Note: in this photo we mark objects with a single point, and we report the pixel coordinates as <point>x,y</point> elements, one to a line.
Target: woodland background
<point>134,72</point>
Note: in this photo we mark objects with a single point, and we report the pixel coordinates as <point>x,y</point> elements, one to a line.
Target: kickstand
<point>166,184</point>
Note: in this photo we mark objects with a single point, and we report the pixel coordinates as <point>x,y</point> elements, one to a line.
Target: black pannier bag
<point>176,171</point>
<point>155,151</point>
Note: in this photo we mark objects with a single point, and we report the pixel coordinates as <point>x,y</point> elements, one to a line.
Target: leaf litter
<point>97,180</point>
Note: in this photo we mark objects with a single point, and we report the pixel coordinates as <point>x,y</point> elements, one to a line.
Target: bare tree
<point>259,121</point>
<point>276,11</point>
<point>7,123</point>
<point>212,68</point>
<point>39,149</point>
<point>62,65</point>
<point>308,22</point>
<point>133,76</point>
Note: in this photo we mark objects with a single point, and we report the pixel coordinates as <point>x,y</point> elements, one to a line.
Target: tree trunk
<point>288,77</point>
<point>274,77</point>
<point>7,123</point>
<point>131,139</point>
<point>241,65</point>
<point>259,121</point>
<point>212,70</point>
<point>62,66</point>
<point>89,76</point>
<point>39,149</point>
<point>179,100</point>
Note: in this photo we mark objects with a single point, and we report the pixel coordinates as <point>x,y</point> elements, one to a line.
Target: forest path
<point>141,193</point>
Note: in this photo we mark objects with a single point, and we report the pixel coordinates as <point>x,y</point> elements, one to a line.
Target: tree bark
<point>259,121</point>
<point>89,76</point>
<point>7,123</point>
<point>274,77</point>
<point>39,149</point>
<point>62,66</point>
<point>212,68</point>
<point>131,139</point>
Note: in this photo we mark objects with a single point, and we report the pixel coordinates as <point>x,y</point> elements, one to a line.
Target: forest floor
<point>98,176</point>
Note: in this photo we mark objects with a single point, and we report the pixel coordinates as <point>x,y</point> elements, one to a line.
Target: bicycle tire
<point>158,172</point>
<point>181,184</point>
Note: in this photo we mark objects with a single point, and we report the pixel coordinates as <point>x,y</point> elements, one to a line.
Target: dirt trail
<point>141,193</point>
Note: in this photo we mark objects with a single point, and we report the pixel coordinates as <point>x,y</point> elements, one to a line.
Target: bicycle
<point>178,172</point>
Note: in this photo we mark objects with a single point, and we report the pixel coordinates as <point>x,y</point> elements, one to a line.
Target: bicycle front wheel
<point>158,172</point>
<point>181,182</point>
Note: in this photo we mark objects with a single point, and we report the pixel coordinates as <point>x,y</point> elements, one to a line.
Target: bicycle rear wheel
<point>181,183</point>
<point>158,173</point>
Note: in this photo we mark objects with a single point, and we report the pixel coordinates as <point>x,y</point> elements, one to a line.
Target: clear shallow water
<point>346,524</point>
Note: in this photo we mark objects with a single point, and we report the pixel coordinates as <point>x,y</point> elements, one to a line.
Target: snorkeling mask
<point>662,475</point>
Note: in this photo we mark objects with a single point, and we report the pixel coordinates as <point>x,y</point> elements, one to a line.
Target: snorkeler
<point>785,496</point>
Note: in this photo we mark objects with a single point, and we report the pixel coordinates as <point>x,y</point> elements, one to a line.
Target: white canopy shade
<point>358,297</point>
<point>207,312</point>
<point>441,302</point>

• • • • •

_SET EXERCISE_.
Please update the material above by replacing every "in this photo" with "in this image" and keeping everything else unchanged.

_EXPECTED ANSWER_.
Note: in this image we mark objects with a single point, and we report the pixel coordinates as <point>x,y</point> elements, one to a line.
Target: woodland background
<point>134,72</point>
Note: in this image we mark objects with a single point, and we report the pixel coordinates as <point>x,y</point> elements, one to a line.
Target: kickstand
<point>166,184</point>
Note: in this image we mark objects with a single point, and we report the pixel coordinates as <point>x,y</point> elements, one to a line.
Target: black pannier bag
<point>176,171</point>
<point>155,151</point>
Note: in this image we mark objects with a single point, and we report the pixel coordinates as <point>x,y</point> elements, one to a line.
Target: leaf litter
<point>97,180</point>
Note: in this image we mark objects with a single point, and we report the pixel coordinates as <point>x,y</point> elements, one to a line.
Target: bare tree
<point>259,121</point>
<point>276,11</point>
<point>7,123</point>
<point>212,68</point>
<point>39,149</point>
<point>62,65</point>
<point>308,22</point>
<point>133,76</point>
Note: in this image we mark objects with a single point, and we report the pixel coordinates as <point>x,y</point> elements, one to a line.
Target: tree trunk
<point>288,77</point>
<point>274,77</point>
<point>7,123</point>
<point>131,139</point>
<point>241,65</point>
<point>259,121</point>
<point>212,70</point>
<point>62,66</point>
<point>89,76</point>
<point>39,149</point>
<point>179,100</point>
Note: in this image we mark objects with a single point, and we report the pixel coordinates as <point>x,y</point> elements, one to a line.
Target: forest path
<point>141,193</point>
Note: in this image we mark objects with a single point, and we report the pixel coordinates as <point>x,y</point> elements, one to a line.
Target: tree bark
<point>259,121</point>
<point>89,76</point>
<point>7,123</point>
<point>274,77</point>
<point>39,149</point>
<point>62,66</point>
<point>212,68</point>
<point>131,139</point>
Note: in this image we mark objects with a single point, and we report the pixel coordinates as <point>x,y</point> elements, one to a line.
Target: forest floor
<point>98,176</point>
Note: in this image we mark objects with a single point, and we report the pixel coordinates as <point>x,y</point> elements, one to a line.
Target: bicycle tire
<point>158,172</point>
<point>181,184</point>
Note: in this image we mark objects with a single point, and we report the pixel coordinates as <point>x,y</point> elements, one to a line.
Target: dirt trail
<point>141,193</point>
Note: in this image we mark objects with a single point, and we report the pixel coordinates as <point>x,y</point> elements, one to a line.
Target: bicycle
<point>178,172</point>
Note: in this image we mark objects with a single point, and we report the pixel coordinates as <point>x,y</point> elements, one to a line.
Target: bicycle front wheel
<point>158,172</point>
<point>181,182</point>
Note: in this image we mark objects with a single point, and we report the pixel coordinates as <point>x,y</point> elements, one to a line.
Target: bicycle rear wheel
<point>181,183</point>
<point>158,173</point>
Note: in this image we mark objects with a single point, and we report the pixel coordinates as <point>x,y</point> elements, one to a line.
Target: clear shallow water
<point>346,524</point>
Note: in this image we mark objects with a single point, and we report the pixel coordinates as <point>x,y</point> elements, one to a line.
Target: snorkeling mask
<point>662,475</point>
Note: in this image we mark objects with a single point, and we report the pixel coordinates as <point>x,y</point> elements, one to a line.
Target: snorkeler
<point>785,496</point>
Note: in this image we mark objects with a single point, and we report the pixel coordinates as <point>x,y</point> elements, one to a line.
Target: white canopy shade
<point>358,297</point>
<point>207,312</point>
<point>441,302</point>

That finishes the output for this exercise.